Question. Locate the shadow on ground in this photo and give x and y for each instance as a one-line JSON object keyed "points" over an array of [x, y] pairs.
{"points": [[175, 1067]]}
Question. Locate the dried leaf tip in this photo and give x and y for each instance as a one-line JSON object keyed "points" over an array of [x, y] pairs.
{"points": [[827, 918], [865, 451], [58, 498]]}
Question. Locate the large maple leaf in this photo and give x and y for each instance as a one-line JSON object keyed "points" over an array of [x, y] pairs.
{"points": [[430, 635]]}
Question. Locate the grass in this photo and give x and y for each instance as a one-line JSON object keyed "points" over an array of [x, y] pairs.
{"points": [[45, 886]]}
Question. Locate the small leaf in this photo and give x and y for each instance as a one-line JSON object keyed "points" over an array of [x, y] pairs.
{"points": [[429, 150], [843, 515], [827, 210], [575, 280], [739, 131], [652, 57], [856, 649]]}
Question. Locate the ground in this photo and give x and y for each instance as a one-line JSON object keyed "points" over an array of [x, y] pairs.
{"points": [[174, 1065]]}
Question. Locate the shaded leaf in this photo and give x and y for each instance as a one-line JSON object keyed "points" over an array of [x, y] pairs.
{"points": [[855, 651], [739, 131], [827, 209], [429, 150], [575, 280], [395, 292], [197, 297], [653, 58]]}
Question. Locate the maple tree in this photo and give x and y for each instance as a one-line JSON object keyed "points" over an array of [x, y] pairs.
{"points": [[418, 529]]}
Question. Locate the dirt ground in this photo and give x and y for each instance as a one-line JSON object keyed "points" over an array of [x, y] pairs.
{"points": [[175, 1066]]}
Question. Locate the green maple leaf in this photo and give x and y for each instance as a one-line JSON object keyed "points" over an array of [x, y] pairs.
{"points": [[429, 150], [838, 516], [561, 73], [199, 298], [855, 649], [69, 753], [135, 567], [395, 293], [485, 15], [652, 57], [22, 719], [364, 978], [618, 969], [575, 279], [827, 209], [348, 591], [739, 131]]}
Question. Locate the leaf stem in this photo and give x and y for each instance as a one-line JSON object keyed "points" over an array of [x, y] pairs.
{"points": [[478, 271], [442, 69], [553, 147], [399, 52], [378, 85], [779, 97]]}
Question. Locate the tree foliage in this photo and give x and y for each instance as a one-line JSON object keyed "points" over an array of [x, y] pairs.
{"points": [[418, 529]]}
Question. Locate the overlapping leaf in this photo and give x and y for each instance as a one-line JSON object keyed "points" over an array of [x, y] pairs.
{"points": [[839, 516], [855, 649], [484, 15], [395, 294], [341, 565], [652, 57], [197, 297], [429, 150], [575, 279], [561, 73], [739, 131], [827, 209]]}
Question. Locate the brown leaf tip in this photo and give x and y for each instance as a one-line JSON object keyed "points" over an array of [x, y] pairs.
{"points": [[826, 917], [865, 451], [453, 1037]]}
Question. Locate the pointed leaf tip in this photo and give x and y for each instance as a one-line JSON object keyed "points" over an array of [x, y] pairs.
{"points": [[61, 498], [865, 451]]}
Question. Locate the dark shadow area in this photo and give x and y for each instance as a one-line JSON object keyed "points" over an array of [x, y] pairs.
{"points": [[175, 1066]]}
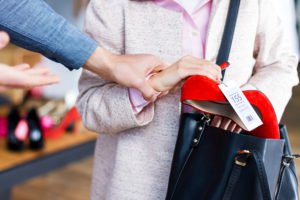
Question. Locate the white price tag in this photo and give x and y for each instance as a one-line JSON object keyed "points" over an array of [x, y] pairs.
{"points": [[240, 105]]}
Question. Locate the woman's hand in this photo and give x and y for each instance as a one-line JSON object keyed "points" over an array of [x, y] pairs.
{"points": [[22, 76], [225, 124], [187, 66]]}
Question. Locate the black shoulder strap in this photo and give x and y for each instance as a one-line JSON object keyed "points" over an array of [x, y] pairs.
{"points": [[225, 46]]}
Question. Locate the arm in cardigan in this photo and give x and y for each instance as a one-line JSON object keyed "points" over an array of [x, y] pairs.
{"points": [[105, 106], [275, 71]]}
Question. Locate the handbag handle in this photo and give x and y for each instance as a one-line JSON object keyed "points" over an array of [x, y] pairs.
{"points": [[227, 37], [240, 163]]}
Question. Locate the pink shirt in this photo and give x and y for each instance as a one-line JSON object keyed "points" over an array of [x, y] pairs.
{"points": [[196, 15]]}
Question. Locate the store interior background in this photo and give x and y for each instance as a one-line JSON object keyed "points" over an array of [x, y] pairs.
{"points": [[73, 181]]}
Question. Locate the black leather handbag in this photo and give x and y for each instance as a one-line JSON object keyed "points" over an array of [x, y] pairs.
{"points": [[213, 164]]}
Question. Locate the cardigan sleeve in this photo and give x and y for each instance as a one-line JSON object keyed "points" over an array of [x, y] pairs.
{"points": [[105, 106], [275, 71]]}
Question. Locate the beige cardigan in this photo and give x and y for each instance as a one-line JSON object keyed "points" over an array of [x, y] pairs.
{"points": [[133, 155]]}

TASK BRIEF:
Every line between the one that contains "Question. Locate the handbag" and the last line of the listing, both included, should be retyped exactly, with nothing else added.

ANSWER TO THE EXERCISE:
Question. Locate the handbag handle in this photo and give x and y for each instance as a one-line JSON object keyed "points" over an array of [x, y] pairs.
{"points": [[227, 37], [240, 163]]}
Question. Locate the pink shirt in this photo and give x and y for each instance as a one-line JSON object keyed "points" over an array of [x, y] pairs.
{"points": [[196, 15]]}
Question. Locate the store interior background in this photo and give x and y for each instance as a one-line JSON object keyed "points" over an array of [x, y] pairs.
{"points": [[73, 181]]}
Question. Locate the black leather handbag in this photo and give x and y for each instance as a one-line JSON object keyed "points" over an array of [x, y] pairs.
{"points": [[213, 164]]}
Question. Locate the cardigan sleeve in this photo and give x and y for each instance as a one-line JSON object keyed "points" over an array of [x, y] pairs.
{"points": [[105, 106], [275, 71]]}
Question. Locate the beige cardigan in this photo and give x and y for each instance as a one-line JSON object keyed "points" over an array of [x, y] pairs.
{"points": [[133, 155]]}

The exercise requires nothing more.